**WHAT TO DO:**
Without the pictures, can you quote each line below exactly?

-- start of DATA PROVIDED --

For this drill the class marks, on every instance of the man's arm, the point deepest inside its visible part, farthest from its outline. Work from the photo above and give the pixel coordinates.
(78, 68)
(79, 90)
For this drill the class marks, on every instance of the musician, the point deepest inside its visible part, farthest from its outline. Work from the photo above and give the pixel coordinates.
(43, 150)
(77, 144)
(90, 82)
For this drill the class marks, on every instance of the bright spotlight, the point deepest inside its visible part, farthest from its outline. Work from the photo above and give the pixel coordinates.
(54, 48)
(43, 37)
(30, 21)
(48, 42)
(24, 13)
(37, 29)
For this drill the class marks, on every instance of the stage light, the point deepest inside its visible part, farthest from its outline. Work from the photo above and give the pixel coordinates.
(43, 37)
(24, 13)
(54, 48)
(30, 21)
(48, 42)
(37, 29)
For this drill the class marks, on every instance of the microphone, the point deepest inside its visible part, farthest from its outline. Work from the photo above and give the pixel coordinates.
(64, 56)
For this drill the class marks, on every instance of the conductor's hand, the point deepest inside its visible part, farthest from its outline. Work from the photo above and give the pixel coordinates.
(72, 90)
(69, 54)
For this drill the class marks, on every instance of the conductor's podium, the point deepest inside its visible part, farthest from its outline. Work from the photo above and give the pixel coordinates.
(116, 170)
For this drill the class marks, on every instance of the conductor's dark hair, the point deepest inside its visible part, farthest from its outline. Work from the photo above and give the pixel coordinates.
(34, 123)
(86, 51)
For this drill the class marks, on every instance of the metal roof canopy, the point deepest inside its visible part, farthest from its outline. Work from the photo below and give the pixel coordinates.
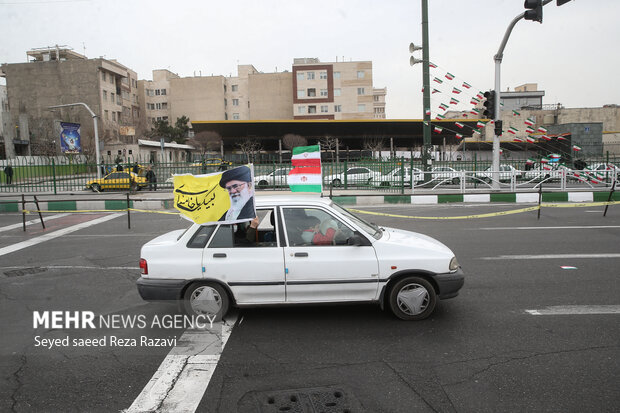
(406, 132)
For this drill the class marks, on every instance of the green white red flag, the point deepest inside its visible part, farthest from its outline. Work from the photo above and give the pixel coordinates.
(306, 173)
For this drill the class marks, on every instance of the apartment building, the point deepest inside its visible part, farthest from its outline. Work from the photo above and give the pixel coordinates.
(55, 76)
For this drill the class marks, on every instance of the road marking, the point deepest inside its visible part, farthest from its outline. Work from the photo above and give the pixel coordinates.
(548, 228)
(576, 310)
(34, 221)
(550, 256)
(55, 234)
(182, 378)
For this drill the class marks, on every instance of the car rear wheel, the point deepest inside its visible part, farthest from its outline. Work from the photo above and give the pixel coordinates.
(208, 299)
(412, 298)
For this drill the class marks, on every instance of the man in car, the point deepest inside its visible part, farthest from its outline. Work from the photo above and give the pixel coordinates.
(238, 183)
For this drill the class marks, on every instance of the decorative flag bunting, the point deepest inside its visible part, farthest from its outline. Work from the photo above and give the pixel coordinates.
(306, 173)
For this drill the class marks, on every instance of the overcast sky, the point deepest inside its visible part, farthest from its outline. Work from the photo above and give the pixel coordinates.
(573, 56)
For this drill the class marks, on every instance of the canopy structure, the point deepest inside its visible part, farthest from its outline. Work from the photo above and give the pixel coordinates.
(405, 133)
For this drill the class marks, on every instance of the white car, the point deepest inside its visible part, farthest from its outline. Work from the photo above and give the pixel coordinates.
(395, 177)
(305, 250)
(357, 175)
(279, 177)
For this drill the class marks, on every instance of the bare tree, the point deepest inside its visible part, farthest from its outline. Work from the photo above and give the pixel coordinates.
(249, 147)
(374, 144)
(206, 141)
(291, 141)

-- end of DATA PROVIDED --

**RESULT FOR THIS EXERCISE:**
For this drill the class marks, on every instance of the man's arm, the point deepest inside its visible part, farthest from its outline. Work from the photo above and give the pixel coordinates.
(78, 68)
(79, 90)
For this drill the class marks, on every instance of the musician, the point deepest inside its visible part, farthest from its outline. Work from the photo above and give the pixel coordinates.
(43, 150)
(77, 144)
(90, 82)
For this drill the class marks, on every instance of the bright spotlight, the point deepest inside its visible part, farthest from its outline. Work from the photo above and give the pixel coordinates.
(54, 48)
(43, 37)
(30, 21)
(48, 42)
(24, 13)
(37, 29)
For this drill the class marks, on every instance of the stage light, the point deepest inside its visible part, farthest from its outline. Work from the photo above and give the pixel coordinates.
(43, 37)
(24, 13)
(54, 48)
(30, 21)
(48, 42)
(37, 29)
For this drill the class marks, on every instance of the microphone, the point deepest inside its visible part, farthest from its outline. Work from the photo above and give the pixel coordinates.
(64, 56)
For this drill the class marks, on every instance of the conductor's hand, the point deepest inside its visible part, farthest from its outline. Work from the photo above and give the pixel coordinates.
(72, 90)
(69, 54)
For this drill the class marks, on every instance of the conductor's podium, the point deepest inside its visible part, farthest from its outline. Work from the photo above and give the pixel coordinates.
(116, 170)
For this drill the class marks, on every instance of the conductor's dark hair, the point deepest inside its visible part, farthest from its outline. Work from the photo above and give the pixel coordinates.
(34, 123)
(86, 51)
For this drill the class marks, on every instance of the metal roof canopy, the point deepest inside its visible part, farthest from its outline. Work from the photo below and give the pixel coordinates.
(406, 132)
For this drill the class marks, on every instance of the green white red flag, the point deepest inside its visible part, farthest from its outline. Work from the photo above and give the pixel coordinates.
(306, 173)
For this drill the class marks, on every instance of the apartment building, the point deepest inside its visible part, farthest from its outline. Work from the photo above and give the pixel coordinates.
(55, 76)
For this drill the class marks, on every instance of the road marking, the point deepest inside its visible part, farthest from its outline. Work from the photo above and give the pixel coordinates.
(548, 228)
(576, 310)
(34, 221)
(550, 256)
(55, 234)
(182, 378)
For this drill the class marks, on every instance of the car rear wheel, the point deepest inside its visible part, farthest from its outline. Work from the photo above and give the pixel coordinates.
(208, 299)
(412, 298)
For this drill the class marks, on every instance of the man in car, the point deepest inside its visible part, farthest from its outline. Work from the photo above and give the pixel coordinates.
(238, 183)
For this drill the class marks, on every instance of the decorative flag bunting, the point deepest inside its visible part, farthest from its outline. Work from the photo above and give the pixel coordinates.
(306, 173)
For this drill the class marks, on every instance of the overcast sky, the point deepest inside its visible part, farthest from its outline. Work from the photo above and give the pixel coordinates.
(573, 56)
For this drill the class marks, on every instance of the canopy structure, the point deepest inside its visible part, farthest from its outline. Work from the photo above and give the pixel coordinates.
(405, 133)
For this drill the class marks, on every instance of the white car, the point deepest inside its visible part, farthest from its outline. Work from the photo above and give the pixel coordinates.
(395, 177)
(305, 250)
(357, 175)
(279, 177)
For this drill the class marks, on every instance of the bare tree, the point deepest inside its visible part, farthest from its outline. Work from the photo above and give the pixel coordinates.
(249, 147)
(374, 144)
(206, 141)
(291, 141)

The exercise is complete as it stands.